YOUR GOAL —
Print the records below from the first line through the line containing "Target: shoe", both included, word for word.

GIVEN RECORDS Start Marker

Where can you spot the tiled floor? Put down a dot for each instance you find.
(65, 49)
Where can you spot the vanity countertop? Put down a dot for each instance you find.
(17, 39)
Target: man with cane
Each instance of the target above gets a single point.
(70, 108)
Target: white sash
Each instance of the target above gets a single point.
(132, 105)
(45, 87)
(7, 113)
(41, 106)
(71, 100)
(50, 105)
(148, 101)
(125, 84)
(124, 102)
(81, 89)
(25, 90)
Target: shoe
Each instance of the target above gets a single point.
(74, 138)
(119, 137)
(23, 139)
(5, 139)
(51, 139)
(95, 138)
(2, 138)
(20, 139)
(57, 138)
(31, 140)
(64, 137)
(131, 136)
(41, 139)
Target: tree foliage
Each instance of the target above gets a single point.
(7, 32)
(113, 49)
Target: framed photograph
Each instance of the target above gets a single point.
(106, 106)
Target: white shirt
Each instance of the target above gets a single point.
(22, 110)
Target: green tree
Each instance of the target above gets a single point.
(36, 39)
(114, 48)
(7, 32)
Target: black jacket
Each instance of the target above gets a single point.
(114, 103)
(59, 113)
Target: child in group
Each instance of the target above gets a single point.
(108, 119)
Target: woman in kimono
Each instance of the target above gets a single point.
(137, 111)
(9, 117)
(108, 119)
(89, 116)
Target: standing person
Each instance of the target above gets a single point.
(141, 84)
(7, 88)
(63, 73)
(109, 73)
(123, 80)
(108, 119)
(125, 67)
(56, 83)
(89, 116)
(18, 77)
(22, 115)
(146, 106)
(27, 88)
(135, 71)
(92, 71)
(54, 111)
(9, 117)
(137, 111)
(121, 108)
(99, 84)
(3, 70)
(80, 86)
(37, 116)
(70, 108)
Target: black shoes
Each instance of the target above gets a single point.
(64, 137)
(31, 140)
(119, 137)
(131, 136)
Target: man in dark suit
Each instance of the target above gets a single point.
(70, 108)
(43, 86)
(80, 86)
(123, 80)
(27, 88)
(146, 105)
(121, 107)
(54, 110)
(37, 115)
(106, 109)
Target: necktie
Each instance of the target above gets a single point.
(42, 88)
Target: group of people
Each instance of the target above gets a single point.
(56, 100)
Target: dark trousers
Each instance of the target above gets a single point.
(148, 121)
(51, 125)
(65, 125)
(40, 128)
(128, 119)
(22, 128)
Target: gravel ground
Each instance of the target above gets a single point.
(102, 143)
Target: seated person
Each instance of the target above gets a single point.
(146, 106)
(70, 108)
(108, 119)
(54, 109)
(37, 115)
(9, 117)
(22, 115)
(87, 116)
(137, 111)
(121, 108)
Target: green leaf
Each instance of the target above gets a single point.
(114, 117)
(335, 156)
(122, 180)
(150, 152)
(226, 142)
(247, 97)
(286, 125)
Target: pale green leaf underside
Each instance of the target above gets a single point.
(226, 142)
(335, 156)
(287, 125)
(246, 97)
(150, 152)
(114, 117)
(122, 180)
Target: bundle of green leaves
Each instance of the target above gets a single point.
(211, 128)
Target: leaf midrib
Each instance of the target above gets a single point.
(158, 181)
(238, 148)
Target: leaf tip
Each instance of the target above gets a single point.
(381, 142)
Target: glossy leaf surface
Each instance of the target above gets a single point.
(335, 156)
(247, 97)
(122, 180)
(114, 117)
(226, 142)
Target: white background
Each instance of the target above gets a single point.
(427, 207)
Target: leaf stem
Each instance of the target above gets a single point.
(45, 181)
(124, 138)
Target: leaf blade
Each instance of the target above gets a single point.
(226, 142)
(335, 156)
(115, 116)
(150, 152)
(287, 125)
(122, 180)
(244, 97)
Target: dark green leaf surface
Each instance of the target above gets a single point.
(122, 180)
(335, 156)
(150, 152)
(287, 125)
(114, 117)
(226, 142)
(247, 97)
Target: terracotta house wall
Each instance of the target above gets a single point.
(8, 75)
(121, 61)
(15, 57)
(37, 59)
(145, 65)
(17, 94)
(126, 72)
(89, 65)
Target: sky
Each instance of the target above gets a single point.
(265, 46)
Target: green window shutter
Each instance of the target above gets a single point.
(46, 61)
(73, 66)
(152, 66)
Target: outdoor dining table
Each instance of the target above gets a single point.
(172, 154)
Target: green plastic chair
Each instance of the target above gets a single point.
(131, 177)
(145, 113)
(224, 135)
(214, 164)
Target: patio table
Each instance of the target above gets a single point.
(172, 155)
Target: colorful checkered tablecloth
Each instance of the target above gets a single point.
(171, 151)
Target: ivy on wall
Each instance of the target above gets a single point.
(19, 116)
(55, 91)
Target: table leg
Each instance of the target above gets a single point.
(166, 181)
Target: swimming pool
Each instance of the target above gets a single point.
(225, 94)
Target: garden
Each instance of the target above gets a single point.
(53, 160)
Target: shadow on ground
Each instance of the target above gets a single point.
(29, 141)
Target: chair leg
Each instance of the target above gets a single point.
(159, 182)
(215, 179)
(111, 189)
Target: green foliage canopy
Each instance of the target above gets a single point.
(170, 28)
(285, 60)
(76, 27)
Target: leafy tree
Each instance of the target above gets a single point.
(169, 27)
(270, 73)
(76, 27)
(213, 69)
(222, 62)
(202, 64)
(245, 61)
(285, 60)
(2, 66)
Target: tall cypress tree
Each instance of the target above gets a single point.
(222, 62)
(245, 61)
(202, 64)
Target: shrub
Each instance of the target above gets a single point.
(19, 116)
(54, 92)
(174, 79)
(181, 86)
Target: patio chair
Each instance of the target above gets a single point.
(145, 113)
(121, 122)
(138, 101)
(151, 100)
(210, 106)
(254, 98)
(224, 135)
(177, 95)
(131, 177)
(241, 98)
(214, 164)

GIVEN RECORDS End Marker

SOLUTION TO THE PROBLEM —
Where can you spot the tiled floor? Put down a dot for each instance you find.
(65, 49)
Where can you spot the vanity countertop? Put down a dot for each instance you find.
(17, 39)
Target: man with cane
Each instance of the target above gets a single point.
(70, 108)
Target: white sash
Each instance of the target above gets a single point.
(132, 105)
(45, 87)
(7, 113)
(41, 106)
(71, 100)
(50, 105)
(148, 101)
(125, 84)
(124, 102)
(81, 89)
(25, 90)
Target: shoe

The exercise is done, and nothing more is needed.